What this exercise asks>
[1] What minimum Python version does the s3lfs package metadata require?
[2] Resume the s3lfs package description after its last sentence.

Document text>
Metadata-Version: 2.4
Name: s3lfs
Version: 0.1.0
Summary: A Python-based version control system for large assets using Amazon S3.
Project-URL: Homepage, https://github.com/kmatzen/s3lfs
Project-URL: Repository, https://github.com/kmatzen/s3lfs
Project-URL: Documentation, https://github.com/kmatzen/s3lfs#readme
Project-URL: Bug Tracker, https://github.com/kmatzen/s3lfs/issues
Project-URL: Changelog, https://github.com/kmatzen/s3lfs/blob/main/CHANGELOG.md
Author-email: Kevin Blackburn-Matzen <kmatzen@gmail.com>
License: MIT
License-File: LICENSE
Keywords: aws,git,large-files,lfs,s3,storage,version-control
Classifier: Development Status :: 4 - Beta
Classifier: Environment :: Console
Classifier: Intended Audience :: Developers
Classifier: License :: OSI Approved :: MIT License
Classifier: Operating System :: OS Independent
Classifier: Programming Language :: Python :: 3
Classifier: Programming Language :: Python :: 3.9
Classifier: Programming Language :: Python :: 3.10
Classifier: Programming Language :: Python :: 3.11
Classifier: Programming Language :: Python :: 3.12
Classifier: Topic :: Software Development :: Version Control
Classifier: Topic :: System :: Archiving
Classifier: Typing :: Typed
Requires-Python: >=3.9
Requires-Dist: boto3>=1.28.0
Requires-Dist: click>=8.1.8
Requires-Dist: portalocker>=3.1.1
Requires-Dist: pyyaml>=6.0
Requires-Dist: tqdm>=4.64.0
Description-Content-Type: text/markdown

# s3lfs

A Python-based version control system for large assets using Amazon S3. This system is designed to work like Git LFS but utilizes S3 for better bandwidth and scalability. It supports file tracking, parallel operations, and encryption.

Excerpted data>
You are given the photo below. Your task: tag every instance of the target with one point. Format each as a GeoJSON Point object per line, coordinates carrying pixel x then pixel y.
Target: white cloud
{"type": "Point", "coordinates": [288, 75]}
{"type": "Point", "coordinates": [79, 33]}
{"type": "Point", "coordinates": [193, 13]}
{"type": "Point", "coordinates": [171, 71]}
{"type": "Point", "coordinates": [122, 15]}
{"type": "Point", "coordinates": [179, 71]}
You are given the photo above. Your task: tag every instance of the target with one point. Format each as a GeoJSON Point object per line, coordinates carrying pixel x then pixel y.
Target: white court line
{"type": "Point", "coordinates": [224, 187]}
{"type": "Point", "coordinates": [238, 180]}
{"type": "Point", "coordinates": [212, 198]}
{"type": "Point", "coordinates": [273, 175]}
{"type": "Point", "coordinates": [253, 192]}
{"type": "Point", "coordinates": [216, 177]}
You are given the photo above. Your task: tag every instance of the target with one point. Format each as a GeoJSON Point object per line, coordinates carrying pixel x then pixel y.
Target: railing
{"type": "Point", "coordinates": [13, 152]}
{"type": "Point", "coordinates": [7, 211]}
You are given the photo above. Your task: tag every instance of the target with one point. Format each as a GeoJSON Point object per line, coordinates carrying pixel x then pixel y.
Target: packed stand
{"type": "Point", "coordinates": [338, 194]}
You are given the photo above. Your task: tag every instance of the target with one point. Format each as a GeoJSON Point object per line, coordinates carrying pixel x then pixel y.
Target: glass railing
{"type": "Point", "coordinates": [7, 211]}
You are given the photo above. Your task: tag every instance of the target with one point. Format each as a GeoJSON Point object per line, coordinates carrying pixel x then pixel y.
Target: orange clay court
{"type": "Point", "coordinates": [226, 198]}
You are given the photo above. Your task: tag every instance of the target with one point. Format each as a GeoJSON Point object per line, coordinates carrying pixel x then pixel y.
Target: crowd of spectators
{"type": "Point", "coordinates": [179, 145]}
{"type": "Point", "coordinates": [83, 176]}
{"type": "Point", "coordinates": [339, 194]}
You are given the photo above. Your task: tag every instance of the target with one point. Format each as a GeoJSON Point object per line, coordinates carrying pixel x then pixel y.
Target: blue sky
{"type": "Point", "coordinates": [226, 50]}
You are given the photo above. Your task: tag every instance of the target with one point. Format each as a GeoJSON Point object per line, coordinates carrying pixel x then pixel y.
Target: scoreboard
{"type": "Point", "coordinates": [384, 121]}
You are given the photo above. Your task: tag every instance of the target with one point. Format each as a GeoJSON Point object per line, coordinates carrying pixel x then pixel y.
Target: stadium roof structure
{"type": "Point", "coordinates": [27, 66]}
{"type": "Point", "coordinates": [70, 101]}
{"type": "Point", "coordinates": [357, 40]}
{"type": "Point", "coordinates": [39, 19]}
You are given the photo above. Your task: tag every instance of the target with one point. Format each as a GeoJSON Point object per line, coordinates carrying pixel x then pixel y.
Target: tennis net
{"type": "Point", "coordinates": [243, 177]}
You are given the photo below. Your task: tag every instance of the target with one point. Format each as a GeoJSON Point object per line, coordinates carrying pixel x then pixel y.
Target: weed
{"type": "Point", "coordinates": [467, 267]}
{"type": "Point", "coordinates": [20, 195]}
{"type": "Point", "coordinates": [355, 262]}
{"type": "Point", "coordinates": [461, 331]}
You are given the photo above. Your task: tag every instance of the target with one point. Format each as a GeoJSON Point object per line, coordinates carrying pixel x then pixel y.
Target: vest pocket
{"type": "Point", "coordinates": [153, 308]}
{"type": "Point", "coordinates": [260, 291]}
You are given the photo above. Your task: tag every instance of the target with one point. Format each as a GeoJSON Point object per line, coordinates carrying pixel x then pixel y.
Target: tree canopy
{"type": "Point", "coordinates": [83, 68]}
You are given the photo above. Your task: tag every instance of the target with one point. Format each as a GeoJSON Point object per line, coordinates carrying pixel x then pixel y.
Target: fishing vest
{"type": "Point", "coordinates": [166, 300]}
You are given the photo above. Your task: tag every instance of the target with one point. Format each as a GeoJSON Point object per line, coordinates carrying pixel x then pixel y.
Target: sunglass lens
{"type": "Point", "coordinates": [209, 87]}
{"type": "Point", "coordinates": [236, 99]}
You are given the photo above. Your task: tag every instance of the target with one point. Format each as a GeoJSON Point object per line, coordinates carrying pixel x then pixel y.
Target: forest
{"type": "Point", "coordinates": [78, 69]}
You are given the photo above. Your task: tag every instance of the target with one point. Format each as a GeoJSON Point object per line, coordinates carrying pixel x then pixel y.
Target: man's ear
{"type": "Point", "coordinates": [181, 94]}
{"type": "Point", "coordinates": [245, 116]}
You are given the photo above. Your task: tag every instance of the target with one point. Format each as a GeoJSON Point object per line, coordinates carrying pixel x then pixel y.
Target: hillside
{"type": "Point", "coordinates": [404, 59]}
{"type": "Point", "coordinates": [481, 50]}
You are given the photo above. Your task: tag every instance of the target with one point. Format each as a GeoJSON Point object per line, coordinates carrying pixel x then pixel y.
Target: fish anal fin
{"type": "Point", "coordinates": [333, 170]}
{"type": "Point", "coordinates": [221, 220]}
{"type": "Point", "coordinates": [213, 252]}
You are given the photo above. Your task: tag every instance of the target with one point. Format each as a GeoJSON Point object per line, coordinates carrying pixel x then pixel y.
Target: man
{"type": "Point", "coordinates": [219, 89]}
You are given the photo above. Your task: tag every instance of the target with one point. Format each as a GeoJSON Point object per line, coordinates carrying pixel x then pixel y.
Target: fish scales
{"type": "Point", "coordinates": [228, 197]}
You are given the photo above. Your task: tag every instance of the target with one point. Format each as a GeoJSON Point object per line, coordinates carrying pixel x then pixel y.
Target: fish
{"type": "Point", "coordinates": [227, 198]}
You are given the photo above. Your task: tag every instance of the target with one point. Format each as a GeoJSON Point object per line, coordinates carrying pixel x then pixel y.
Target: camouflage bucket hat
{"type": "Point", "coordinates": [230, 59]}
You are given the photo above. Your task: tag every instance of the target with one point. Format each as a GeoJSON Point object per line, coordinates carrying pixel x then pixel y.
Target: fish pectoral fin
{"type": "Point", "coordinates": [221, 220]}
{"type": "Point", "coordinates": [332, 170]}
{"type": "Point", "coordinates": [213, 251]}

Expected results>
[1] Python 3.9 or newer.

[2]
## Features

- Upload and track large files in S3 instead of Git
- Stores asset versions using SHA-256 hashes
- Encrypts stored assets with AES256 server-side encryption
- Cleanup of unreferenced files in S3 (experimental)
- **Parallel uploads/downloads**: Improves speed using multi-threading
- **Compression before upload**: Uses gzip to reduce storage and bandwidth usage
- **File deduplication**: Prevents redundant uploads using content hashing
- **Flexible path resolution**: Supports files, directories, and glob patterns
- **Multiple hashing algorithms**: SHA-256 (default) and MD5 support

## Installation

### From PyPI (Recommended)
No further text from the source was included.